- [Study questions]
a - In the comments on AI regulation, rewrite the part starting at "Are you aware" and ending at "and more authoritarianism.", replacing "licence" with "permit".
b - Answer these about the comments on AI regulation:
(i) Which publication is named as running one of the skeptical articles?
(ii) Who is said to have a talent for using any narrative to benefit his company?
(iii) In what decade was the "evil Microsoft" period that one commenter says they missed?

- [Provided text]
=== Section Start ===

Are you aware of any sane takes like this you have links to? Even some of the skeptical articles like the one in The Atlantic are more calling out hypocrisy than attempting to take a serious look at the reality of threats from "AI" (which, as you point out is, not really AI).
Needing a licence to create or possess models is what they’re planning here right? It obviously makes sense for openai and other big companies because it makes it more difficult for smaller competitors but it is really scary. It is probably way more dangerous for society than some theoretical artificial super intelligence because of opportunity cost and that it would certainly lead to more and more authoritarianism.
Yeah, we need some sort of groundswell propaganda to inform the masses that this is what the FUD is largely about.
Sam Altman has a talent of utilizing any narrative in a way that benefits his company. It is sad to see legislators jumping onto AI space out of fear rather than to facilitate innovation
Imagine if someone had been ‘heartened’ by talks with world leaders over the will to contain cryptography risks.
I think I missed the whole evil Microsoft bit in the 90s (a little too young), and while a lot of big tech has done a lot of harm since it hasn't felt so obviously, unashamedly evil.

=== Section End ===

- [Dataset]
=== Section Start ===

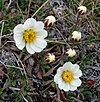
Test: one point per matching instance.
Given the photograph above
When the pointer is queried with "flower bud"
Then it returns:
(76, 35)
(50, 57)
(82, 9)
(71, 52)
(50, 20)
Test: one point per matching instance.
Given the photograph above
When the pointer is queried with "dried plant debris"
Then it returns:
(33, 72)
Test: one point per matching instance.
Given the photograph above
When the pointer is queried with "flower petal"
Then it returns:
(18, 28)
(42, 33)
(75, 68)
(65, 86)
(29, 49)
(40, 42)
(18, 39)
(29, 23)
(35, 47)
(77, 74)
(72, 88)
(39, 26)
(76, 82)
(21, 45)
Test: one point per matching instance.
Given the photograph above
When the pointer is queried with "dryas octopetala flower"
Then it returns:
(50, 57)
(82, 9)
(30, 34)
(76, 35)
(67, 77)
(49, 20)
(71, 52)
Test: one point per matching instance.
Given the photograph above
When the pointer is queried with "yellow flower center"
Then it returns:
(67, 76)
(29, 35)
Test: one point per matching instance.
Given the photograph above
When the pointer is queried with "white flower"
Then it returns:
(50, 57)
(76, 35)
(67, 77)
(50, 20)
(82, 9)
(30, 34)
(71, 52)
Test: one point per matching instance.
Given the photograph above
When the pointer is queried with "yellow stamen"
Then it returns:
(67, 76)
(29, 35)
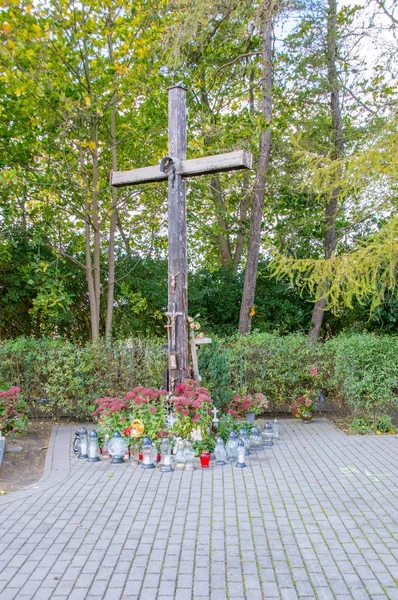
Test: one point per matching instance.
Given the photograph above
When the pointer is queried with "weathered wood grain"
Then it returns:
(231, 161)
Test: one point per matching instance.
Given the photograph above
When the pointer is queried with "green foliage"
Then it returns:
(13, 412)
(215, 370)
(366, 372)
(279, 367)
(59, 378)
(228, 423)
(206, 445)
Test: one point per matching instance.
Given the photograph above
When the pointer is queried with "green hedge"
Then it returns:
(359, 371)
(61, 378)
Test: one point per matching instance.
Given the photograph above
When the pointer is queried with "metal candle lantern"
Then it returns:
(165, 461)
(80, 444)
(255, 440)
(189, 454)
(93, 447)
(154, 453)
(241, 454)
(268, 434)
(147, 461)
(245, 437)
(117, 449)
(180, 460)
(105, 452)
(220, 452)
(232, 446)
(276, 429)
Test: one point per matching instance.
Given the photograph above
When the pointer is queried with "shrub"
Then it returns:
(366, 372)
(13, 412)
(62, 379)
(215, 369)
(278, 367)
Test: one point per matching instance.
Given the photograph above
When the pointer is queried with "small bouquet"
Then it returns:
(303, 406)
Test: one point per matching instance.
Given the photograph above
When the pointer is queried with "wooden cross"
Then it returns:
(175, 168)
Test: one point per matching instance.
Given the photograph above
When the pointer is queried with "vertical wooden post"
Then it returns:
(177, 230)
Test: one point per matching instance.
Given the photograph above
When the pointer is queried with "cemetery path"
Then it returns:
(315, 516)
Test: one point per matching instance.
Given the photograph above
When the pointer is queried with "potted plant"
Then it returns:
(303, 407)
(203, 449)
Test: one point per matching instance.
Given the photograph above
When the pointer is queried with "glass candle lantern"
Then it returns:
(165, 461)
(245, 437)
(127, 453)
(256, 442)
(117, 449)
(241, 454)
(179, 459)
(134, 451)
(220, 452)
(93, 447)
(147, 460)
(232, 446)
(154, 453)
(82, 443)
(189, 454)
(276, 429)
(105, 445)
(268, 434)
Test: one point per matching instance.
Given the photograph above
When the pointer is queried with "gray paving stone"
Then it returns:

=== Section End ===

- [Answers by item number]
a -
Are you aware of any sane takes like this you have links to? Even some of the skeptical articles like the one in The Atlantic are more calling out hypocrisy than attempting to take a serious look at the reality of threats from "AI" (which, as you point out is, not really AI).
Needing a permit to create or possess models is what they’re planning here right? It obviously makes sense for openai and other big companies because it makes it more difficult for smaller competitors but it is really scary. It is probably way more dangerous for society than some theoretical artificial super intelligence because of opportunity cost and that it would certainly lead to more and more authoritarianism.

b -
(i) The Atlantic
(ii) Sam Altman
(iii) The 90s